SET OF TASKS:
1. In the research description on LIN-12/Notch signaling in C. elegans, which two cell fate decision paradigms does the lab mainly study?
2. Please continue the research description on LIN-12/Notch signaling in C. elegans, picking up after its final sentence.

DOCUMENT SECTION:
[Start of Attachment]
Iva Greenwald
Research Interest
Professional Memberships & Awards
Short Research Description
Cell-cell interactions, signal transduction, and cell fate specification in C. elegans
Full Research Description
We study cell-cell interactions, signal transduction, and cell fate specification during C. elegans development. Much of our work is centered on LIN-12/Notch, the receptor component of a major signaling system for specifying cell fate during animal development. In addition, mutations in core components and modulators of the LIN-12/Notch pathway have been implicated in cancer, Alzheimer's disease, and other diseases and syndromes. Using C. elegans, we study how LIN-12/Notch signaling is modulated during normal development and identify potential ways it may be modulated to combat disease.
In our developmental studies, we aim to understand the fundamental logic and molecular events that govern cell fate decision-making. We mainly study two simple cell fate decision paradigms in which LIN-12/Notch signaling is essential: the “AC/VU decision” and “VPC fate specification.” These simple paradigms offer the opportunity to apply powerful methods of genetic analysis to fundamental mechanisms of cell fate specification that operate in all animals. During these events, different modulatory mechanisms regulate LIN-12/Notch activity and different signaling inputs are integrated so that correct cell fate decisions are made.
[End of Attachment]
STORED DATA:
[Start of Attachment]
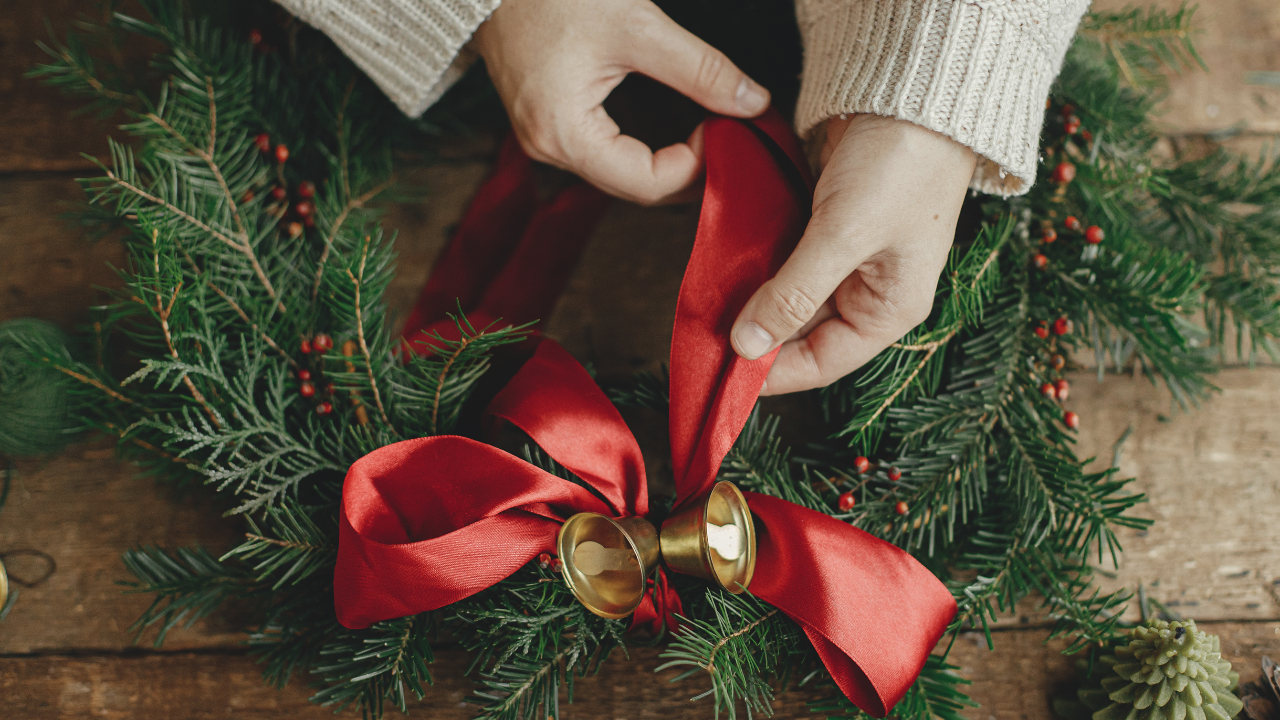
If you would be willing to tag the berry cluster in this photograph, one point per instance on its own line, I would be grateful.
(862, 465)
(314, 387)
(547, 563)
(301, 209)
[End of Attachment]
[Start of Attachment]
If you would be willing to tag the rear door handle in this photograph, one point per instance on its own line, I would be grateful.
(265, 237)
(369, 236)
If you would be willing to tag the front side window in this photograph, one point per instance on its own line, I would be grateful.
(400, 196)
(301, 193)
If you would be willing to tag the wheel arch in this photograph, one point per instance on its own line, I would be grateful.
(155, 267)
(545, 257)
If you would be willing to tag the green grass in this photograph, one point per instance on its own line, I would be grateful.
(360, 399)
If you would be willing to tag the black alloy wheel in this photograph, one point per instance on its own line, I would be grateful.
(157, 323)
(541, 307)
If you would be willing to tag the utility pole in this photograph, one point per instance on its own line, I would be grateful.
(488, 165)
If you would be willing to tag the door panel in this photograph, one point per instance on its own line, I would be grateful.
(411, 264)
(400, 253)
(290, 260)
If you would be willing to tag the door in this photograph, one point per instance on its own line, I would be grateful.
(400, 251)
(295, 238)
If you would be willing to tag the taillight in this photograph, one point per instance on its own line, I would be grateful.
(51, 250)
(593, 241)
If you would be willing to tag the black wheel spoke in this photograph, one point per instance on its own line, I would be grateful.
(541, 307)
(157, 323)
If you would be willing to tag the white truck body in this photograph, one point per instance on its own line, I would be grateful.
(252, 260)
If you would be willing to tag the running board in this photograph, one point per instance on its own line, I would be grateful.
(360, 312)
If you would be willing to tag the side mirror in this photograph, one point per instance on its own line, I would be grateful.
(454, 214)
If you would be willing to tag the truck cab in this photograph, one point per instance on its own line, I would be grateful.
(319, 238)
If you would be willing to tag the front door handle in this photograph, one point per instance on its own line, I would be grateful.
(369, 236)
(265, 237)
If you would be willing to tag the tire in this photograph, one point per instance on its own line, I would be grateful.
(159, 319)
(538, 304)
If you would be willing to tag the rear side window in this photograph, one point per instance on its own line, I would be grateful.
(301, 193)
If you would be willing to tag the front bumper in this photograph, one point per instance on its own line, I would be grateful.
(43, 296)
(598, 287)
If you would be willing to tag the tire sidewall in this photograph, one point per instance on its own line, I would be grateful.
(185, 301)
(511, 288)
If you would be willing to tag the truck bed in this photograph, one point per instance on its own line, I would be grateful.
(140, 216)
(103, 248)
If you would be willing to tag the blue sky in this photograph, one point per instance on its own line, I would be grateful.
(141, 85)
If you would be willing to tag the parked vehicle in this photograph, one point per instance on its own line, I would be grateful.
[End of Attachment]
EXPECTED RESULTS:
1. The "AC/VU decision" and "VPC fate specification."

2.
We also use sensitive and specific suppressor and enhancer screens in C. elegans for “gene discovery”, with the aim of identifying new, conserved modulators of LIN-12/Notch and other signaling pathways.
Representative Publications
- de la Cova, C. and Greenwald, I. (2012) SEL-10/Fbw7-dependent negative feedback regulation of LIN-45/Braf signaling in C. elegans via a conserved phosphodegron Genes Dev 26, 2524-2535.
- Karp, X. and Greenwald, I. (2013) Control of cell fate plasticity and maintenance of multipotency by DAF-16/FoxO in quiescent C. elegans.Proc Natl Acad Sci (USA) 110, 2181-2186.
- Sallee, M.D. and Greenwald, I. (2015) Dimerization-driven degradation of C. elegans and human E proteins. Genes Dev 29, 1356-1361.